**OBJETIVO**
Prolongue o texto sobre a humildade exigida dos grandes, começando logo depois da última frase apresentada.

**TRECHO SELECIONADO**
##############################
Do grande, do vitorioso, do
poderoso, do vencedor, temos o direito e o dever de exigir generosidade e
humildade. Do pequeno, do humilde, do fraco, do perdedor, não podemos exigir
nada, porque, conforme ensinava o sábio Barão de Itararé, “de onde menos se
espera, dali é que não sai nada, mesmo”. Não cabe ao grande ser altivo,
presunçoso e prepotente, porque, em sendo assim, incorrerá na soberba, e a
soberba é a ferrugem que carcome as bases da grandeza, levando-a à derrocada e
à ruína. Se fores grande, sê dócil, leve e acessível. Não envelopa tua grandeza
no celofane traiçoeiro da arrogância, porque ela é a argamassa da fundação do
castelo de areia em que te verás assentado. Muitos serão os que, movidos pela
inveja, soprarão essas frágeis fundações, e logo te verás quedado sobre as
ruínas das dunas fugazes que tu mesmo edificaste. Sê manso, mesmo que grande,
porque é essa mansidão que carimbará teu passaporte para a perenidade.
##############################
**DADOS ARMAZENADOS**

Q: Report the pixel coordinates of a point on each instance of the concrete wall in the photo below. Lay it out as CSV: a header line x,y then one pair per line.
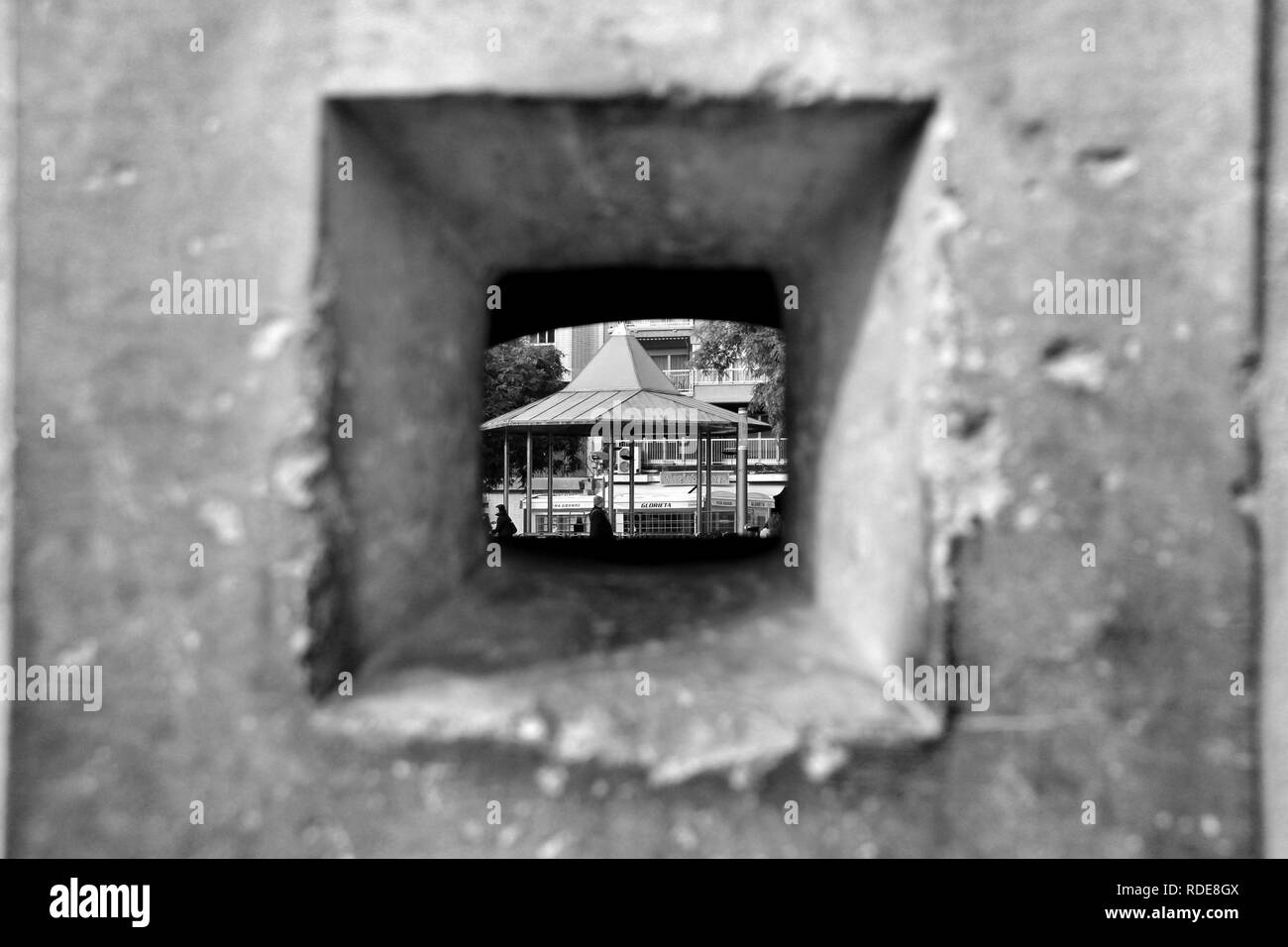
##############################
**O RESULTADO**
Se fores grande, saibas que a
legião dos pequenos que te rodeiam nutre expectativas imensas de ti. Exigem de
ti o que neles não veem possibilidade de obter, e projetam em ti aquilo que
gostariam de ser. Mesmo que não o sejas, mesmo que te vejas pequeno para
atender às exigências, faz o teu melhor, porque é isso que se espera de um
grande. Arca com essa responsabilidade, porque a grandeza não é uma esfera que
se atinge sem portar demandas. “Vae victis!” (“Ai dos vencidos”!), gritou o
gaulês Brennus, no século quatro antes de Cristo, ao vencer os romanos e
saquear uma Roma subjugada. “Gloria victis” (“Glória aos vencidos”!), foi a
locução criada em antítese à prepotência do vencedor gaulês, que poderia ter se
poupado de entrar para a História por pronunciar frase tão infame. É fácil,
aliás, um grande, um poderoso, assentar-se na eternidade devido à infâmia a que
se vê seduzido (e reduzido) por sua posição privilegiada.
Ao forte cabe cuidar dos mais
fracos, e não usar sua força para oprimi-los. “Junto a um grande poder, surge
uma grande responsabilidade”, já ensinava nos quadrinhos o tio do Homem-Aranha,
em diálogo eternizado pela genialidade de Stan Lee. Chefe bom não é o que impõe
temor, mas, sim, o que inspira exemplo. Difícil, isso. Não é para todos. A
altura seduz, sim, mas é prudente saber que a queda do alto costuma ser mais devastadora
do que a mera escorregadela ao nível do solo. “Vaidade das vaidades, tudo é
vaidade”, nos alerta há milênios o Eclesiastes. Vale pra todo mundo. De minha
parte, madama, sempre quis escrever uma crônica epistolar. Mesmo ciente de que
ela sempre será de segunda...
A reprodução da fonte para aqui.